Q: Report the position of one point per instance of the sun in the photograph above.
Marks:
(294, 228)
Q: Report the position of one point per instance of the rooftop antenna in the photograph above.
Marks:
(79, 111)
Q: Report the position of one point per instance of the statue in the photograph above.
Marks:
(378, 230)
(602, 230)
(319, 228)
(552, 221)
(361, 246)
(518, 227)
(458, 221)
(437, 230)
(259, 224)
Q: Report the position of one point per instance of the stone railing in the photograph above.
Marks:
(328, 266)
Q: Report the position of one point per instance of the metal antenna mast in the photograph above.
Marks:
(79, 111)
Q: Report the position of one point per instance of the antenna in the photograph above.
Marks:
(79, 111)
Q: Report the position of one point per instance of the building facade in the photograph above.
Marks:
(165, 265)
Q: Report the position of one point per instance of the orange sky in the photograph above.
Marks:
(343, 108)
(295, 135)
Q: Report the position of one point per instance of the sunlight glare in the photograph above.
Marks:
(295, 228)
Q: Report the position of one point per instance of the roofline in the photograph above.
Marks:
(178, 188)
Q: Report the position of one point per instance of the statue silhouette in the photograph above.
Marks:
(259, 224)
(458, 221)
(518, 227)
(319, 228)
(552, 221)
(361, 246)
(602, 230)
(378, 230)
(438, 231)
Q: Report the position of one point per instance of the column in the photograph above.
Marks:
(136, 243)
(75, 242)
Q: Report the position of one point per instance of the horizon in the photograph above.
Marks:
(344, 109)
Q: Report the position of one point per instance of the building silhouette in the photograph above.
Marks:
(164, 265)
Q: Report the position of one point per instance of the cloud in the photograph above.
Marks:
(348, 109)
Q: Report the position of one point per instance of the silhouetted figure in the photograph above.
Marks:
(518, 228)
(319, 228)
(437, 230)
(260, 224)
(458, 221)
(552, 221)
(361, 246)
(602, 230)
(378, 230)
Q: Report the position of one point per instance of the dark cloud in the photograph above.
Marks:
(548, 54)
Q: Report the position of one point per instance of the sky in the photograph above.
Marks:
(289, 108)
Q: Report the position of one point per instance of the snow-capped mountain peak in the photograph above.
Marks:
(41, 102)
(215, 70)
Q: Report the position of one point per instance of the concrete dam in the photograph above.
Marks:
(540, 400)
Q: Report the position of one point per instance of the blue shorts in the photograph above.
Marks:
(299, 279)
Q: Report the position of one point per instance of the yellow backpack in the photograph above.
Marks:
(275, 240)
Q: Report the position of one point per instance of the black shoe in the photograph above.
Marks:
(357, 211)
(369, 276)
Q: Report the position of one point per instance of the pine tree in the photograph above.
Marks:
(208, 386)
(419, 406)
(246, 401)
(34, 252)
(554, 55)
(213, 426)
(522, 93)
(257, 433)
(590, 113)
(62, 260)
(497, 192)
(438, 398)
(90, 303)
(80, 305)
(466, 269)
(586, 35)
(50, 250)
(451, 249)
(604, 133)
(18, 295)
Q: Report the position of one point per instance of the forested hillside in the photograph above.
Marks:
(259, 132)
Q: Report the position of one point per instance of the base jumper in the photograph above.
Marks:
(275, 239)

== == ==

- Objective -
Return what is listed above, exactly and completely.

- Final result -
Q: Report the position of one point per instance of the sun in the photograph above.
Marks:
(294, 228)
Q: Report the position of one point per instance of the rooftop antenna in the photograph above.
Marks:
(79, 111)
Q: Report the position of one point per instance of the statue in the photograph above.
Marks:
(378, 230)
(602, 230)
(319, 228)
(552, 221)
(361, 246)
(518, 227)
(458, 221)
(437, 230)
(259, 224)
Q: Report the position of one point per instance of the stone railing in the photograph above.
Marks:
(328, 266)
Q: Report the position of one point per instance of the metal antenna mast in the photograph above.
Marks:
(79, 111)
Q: Report the position of one point per instance of the antenna in the photograph above.
Marks:
(79, 111)
Q: Report the position of one point per instance of the building facade in the photograph above.
Marks:
(165, 265)
Q: Report the position of one point per instance of the orange sky in the photograph above.
Marks:
(343, 108)
(295, 135)
Q: Report the position of one point per instance of the sunlight glare in the photograph above.
Marks:
(295, 228)
Q: Report the position of one point per instance of the roofline in the photograph above.
Marks:
(178, 188)
Q: Report the position of one point per instance of the statue silhouette in the photograph above.
Marks:
(259, 224)
(458, 221)
(518, 227)
(319, 228)
(552, 221)
(361, 246)
(602, 230)
(378, 230)
(438, 231)
Q: Report the position of one point per instance of the column in the photograph above.
Marks:
(136, 243)
(75, 242)
Q: Report the position of one point per instance of the horizon in the photograph above.
Marks:
(344, 109)
Q: Report the position of one point per instance of the building silhouette in the photograph above.
Marks:
(164, 265)
Q: Report the position of one point per instance of the cloud in the photograph above.
Marks:
(348, 109)
Q: Report the position of one point per instance of the silhouetted figure in the photograph above.
Marks:
(518, 228)
(319, 228)
(437, 230)
(260, 224)
(458, 221)
(552, 221)
(361, 246)
(602, 230)
(378, 230)
Q: Report the position of one point per instance of the dark cloud in the photograph above.
Marks:
(548, 54)
Q: Report the position of one point per instance of the sky in the photograph above.
Marks:
(289, 108)
Q: Report the position of one point per instance of the snow-capped mountain peak in the photograph above.
Marks:
(41, 102)
(215, 70)
Q: Report the position of one point per instance of the concrete dam in the photograph above.
Marks:
(540, 400)
Q: Report the position of one point per instance of the blue shorts in the photograph above.
Marks:
(299, 279)
Q: Report the position of one point per instance of the yellow backpack in the photograph above.
Marks:
(275, 240)
Q: Report the position of one point per instance of the black shoe in the photograph above.
Marks:
(357, 211)
(369, 276)
Q: Report the position of one point per instance of the pine tree in the photograph above.
Marks:
(208, 386)
(419, 406)
(246, 401)
(34, 252)
(554, 55)
(213, 426)
(522, 93)
(257, 433)
(590, 113)
(62, 260)
(497, 192)
(438, 398)
(90, 303)
(80, 305)
(466, 269)
(586, 35)
(50, 250)
(451, 249)
(604, 133)
(18, 295)
Q: Report the position of one point per instance of the forested hillside in the photograph above.
Marks:
(259, 132)
Q: Report the position of one point per instance of the base jumper in the photograph above.
Marks:
(275, 239)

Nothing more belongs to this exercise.